**Extrait:**
============================================================
Par ailleurs, le courant nationaliste dans son ensemble est
devenu la principale force au sein du paysage politique.
Doit-on pour autant être rassuré ? Il n’est qu’à observer la
situation dramatique de notre peuple, aux plans économique,
social, culturel et moral, pour nous rendre compte de la gravité
de la crise…
Il faut au plus tôt transformer le succès électoral de mars
dernier en victoire politique, si l’on ne veut pas avoir eu
raison trop tard… Chaque jour, notre langue recule, avec les
valeurs qu’elle porte en elle, chaque jour de nouveaux Corses
s’enfoncent dans la précarité, chaque jour, des parcelles de la
terre corse passent en des mains étrangères, chaque jour, la
mission que nous nous sommes assignés devient plus difficile à
réaliser : sauver notre peuple d’une disparition certaine et
tracer la voie d’un renouveau, celui de l’indépendance
nationale.
============================================================
**Exemples d'étiquetage par points:**
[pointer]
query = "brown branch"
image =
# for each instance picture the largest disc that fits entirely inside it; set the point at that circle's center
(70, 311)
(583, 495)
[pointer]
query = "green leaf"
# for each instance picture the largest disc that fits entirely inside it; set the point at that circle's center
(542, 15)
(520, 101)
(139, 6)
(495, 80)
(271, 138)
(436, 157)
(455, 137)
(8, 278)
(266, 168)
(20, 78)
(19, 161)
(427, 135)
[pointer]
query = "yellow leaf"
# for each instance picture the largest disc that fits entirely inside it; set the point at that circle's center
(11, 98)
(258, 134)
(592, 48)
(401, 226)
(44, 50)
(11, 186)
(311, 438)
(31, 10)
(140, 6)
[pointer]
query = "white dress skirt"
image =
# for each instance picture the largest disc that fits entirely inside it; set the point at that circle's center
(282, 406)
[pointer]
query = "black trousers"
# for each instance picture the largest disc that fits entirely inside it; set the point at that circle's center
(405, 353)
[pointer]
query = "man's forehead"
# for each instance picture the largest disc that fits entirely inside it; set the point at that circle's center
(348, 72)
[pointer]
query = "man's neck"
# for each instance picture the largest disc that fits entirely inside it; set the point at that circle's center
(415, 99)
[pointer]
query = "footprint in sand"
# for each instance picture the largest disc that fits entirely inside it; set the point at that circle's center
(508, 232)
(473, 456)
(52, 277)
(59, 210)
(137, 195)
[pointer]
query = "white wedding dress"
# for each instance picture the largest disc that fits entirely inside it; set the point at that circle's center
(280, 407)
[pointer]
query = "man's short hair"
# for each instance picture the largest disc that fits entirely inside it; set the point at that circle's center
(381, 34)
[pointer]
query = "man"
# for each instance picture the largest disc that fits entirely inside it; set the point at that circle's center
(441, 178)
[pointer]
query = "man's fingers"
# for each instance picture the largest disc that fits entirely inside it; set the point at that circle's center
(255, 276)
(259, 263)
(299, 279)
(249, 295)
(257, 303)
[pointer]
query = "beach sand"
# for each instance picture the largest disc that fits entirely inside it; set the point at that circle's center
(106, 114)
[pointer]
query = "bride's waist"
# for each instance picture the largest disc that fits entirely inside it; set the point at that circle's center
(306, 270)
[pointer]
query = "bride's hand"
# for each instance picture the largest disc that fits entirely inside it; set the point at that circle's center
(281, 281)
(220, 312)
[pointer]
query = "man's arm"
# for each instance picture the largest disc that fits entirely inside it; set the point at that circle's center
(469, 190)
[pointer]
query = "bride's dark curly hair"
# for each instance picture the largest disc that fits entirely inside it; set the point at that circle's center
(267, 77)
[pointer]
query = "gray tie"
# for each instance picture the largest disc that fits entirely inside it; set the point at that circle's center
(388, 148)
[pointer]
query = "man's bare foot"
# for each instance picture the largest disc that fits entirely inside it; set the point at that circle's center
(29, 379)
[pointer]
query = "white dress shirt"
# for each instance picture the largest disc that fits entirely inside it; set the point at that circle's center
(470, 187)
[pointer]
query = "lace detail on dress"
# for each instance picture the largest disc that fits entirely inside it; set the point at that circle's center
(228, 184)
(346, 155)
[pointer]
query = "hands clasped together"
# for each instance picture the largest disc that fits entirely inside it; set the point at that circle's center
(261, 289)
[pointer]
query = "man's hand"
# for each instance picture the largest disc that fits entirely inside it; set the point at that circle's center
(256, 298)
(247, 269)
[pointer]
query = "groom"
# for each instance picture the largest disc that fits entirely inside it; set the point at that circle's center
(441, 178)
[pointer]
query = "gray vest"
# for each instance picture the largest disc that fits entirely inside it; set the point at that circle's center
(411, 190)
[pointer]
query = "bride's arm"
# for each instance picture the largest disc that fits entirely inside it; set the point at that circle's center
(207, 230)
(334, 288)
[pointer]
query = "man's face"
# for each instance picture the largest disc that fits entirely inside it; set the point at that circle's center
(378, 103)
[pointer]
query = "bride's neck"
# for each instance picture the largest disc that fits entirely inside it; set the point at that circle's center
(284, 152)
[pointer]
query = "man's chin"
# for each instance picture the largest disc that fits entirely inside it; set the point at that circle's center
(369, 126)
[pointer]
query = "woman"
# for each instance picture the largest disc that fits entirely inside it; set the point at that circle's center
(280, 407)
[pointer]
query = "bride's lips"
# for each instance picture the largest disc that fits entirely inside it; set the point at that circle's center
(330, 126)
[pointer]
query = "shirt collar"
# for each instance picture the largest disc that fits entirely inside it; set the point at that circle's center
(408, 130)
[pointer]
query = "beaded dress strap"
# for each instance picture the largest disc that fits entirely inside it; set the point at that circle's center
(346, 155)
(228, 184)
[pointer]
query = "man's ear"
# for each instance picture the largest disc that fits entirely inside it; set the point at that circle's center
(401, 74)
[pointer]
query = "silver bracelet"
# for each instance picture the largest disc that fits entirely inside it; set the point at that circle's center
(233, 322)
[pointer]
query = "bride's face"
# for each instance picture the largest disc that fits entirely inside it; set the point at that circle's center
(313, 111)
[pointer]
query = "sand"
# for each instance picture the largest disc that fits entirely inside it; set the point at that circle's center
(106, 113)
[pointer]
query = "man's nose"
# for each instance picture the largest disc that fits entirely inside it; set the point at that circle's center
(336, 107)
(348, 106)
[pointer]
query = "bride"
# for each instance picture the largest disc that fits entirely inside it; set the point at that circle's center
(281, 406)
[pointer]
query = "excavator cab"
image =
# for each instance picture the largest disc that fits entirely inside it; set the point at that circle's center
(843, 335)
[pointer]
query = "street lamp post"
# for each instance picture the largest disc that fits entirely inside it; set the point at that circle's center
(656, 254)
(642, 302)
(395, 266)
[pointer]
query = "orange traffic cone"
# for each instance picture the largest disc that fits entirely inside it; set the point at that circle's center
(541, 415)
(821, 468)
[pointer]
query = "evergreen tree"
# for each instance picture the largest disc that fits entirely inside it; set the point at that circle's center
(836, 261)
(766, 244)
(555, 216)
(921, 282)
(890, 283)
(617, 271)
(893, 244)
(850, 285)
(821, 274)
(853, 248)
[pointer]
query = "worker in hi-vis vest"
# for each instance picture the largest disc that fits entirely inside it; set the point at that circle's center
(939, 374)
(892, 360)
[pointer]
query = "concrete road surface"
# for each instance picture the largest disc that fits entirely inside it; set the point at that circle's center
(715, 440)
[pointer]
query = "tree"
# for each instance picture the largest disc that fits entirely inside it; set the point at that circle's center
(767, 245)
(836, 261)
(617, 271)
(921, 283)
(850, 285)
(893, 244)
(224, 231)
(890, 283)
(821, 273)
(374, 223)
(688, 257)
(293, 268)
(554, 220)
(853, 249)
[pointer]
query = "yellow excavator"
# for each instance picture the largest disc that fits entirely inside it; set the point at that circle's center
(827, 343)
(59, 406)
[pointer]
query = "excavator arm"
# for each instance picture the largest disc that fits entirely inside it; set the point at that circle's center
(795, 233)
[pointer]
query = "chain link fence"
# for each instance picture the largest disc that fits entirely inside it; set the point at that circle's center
============================================================
**Détails de la tâche:** Reproduisez intégralement, sans la moindre modification, l'extrait sur le courant nationaliste corse.

**Réponse complète:**
Par ailleurs, le courant nationaliste dans son ensemble est
devenu la principale force au sein du paysage politique.
Doit-on pour autant être rassuré ? Il n’est qu’à observer la
situation dramatique de notre peuple, aux plans économique,
social, culturel et moral, pour nous rendre compte de la gravité
de la crise…
Il faut au plus tôt transformer le succès électoral de mars
dernier en victoire politique, si l’on ne veut pas avoir eu
raison trop tard… Chaque jour, notre langue recule, avec les
valeurs qu’elle porte en elle, chaque jour de nouveaux Corses
s’enfoncent dans la précarité, chaque jour, des parcelles de la
terre corse passent en des mains étrangères, chaque jour, la
mission que nous nous sommes assignés devient plus difficile à
réaliser : sauver notre peuple d’une disparition certaine et
tracer la voie d’un renouveau, celui de l’indépendance
nationale.